Using the data below, show every line where the word "shoulder" occurs.

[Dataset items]
**********

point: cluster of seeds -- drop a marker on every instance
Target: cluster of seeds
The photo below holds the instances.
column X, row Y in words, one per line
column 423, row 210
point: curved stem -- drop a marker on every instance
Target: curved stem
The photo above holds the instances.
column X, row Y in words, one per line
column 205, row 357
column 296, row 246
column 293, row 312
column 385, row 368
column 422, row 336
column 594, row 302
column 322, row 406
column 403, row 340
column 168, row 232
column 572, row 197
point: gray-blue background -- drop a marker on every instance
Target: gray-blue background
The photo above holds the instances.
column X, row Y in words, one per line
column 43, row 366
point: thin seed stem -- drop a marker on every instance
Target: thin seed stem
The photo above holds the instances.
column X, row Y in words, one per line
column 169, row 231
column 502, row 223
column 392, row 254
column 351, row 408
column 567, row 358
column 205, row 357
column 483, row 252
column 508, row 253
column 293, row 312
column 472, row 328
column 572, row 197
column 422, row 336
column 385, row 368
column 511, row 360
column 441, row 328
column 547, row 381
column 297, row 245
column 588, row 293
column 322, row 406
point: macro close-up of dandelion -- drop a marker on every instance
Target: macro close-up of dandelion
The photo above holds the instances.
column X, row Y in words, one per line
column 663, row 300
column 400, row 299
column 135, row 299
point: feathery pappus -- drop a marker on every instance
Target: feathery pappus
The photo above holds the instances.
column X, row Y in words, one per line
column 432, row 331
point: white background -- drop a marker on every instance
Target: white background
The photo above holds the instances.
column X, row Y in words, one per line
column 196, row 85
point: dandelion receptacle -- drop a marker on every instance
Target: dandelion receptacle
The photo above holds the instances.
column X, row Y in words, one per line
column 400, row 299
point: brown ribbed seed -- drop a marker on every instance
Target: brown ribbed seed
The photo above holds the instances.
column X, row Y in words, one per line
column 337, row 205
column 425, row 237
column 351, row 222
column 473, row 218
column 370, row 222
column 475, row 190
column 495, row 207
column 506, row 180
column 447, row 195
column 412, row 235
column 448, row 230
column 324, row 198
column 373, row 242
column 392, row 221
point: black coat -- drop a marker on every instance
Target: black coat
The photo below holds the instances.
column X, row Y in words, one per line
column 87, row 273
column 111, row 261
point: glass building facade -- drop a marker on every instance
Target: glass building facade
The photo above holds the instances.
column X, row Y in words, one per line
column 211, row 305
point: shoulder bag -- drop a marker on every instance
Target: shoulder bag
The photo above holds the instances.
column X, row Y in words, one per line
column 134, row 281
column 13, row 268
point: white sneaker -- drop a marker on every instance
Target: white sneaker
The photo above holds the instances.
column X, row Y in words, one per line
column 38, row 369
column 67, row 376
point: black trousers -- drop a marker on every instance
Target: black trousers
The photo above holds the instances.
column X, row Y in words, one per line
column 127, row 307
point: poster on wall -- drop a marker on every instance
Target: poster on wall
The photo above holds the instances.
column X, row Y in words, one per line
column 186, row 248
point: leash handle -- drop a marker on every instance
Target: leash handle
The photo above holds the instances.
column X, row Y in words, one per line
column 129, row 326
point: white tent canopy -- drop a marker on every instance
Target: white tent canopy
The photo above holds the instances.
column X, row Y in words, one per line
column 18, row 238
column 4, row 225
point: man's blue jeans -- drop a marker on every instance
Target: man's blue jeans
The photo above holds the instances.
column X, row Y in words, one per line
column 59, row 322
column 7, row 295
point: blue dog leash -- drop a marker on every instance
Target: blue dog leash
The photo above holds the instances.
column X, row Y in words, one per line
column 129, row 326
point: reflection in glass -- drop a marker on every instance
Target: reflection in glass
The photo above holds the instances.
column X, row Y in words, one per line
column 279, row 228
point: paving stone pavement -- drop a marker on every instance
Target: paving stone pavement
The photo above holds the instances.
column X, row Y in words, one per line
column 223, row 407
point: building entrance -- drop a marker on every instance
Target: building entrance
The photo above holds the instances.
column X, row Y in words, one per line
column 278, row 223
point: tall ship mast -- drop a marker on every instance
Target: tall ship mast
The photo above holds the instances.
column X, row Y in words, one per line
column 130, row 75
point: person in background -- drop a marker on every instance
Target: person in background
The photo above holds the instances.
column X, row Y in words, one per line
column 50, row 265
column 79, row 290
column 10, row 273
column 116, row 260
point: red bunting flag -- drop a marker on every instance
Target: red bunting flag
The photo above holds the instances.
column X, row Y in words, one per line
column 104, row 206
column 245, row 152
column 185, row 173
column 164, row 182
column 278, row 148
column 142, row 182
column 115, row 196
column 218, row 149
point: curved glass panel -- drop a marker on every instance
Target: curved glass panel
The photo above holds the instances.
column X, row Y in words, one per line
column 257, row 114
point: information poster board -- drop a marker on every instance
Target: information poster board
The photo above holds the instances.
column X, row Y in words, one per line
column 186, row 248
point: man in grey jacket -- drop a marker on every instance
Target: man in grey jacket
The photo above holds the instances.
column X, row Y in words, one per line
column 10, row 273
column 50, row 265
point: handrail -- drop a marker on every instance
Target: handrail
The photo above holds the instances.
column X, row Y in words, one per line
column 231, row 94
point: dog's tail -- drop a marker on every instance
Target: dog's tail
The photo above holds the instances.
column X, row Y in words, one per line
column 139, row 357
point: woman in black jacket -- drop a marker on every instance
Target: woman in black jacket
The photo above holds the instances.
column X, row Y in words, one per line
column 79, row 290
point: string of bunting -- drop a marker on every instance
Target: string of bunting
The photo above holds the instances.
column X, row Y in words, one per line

**********

EXERCISE SOLUTION:
point: shoulder bag -- drop a marker on every instance
Target: shoulder bag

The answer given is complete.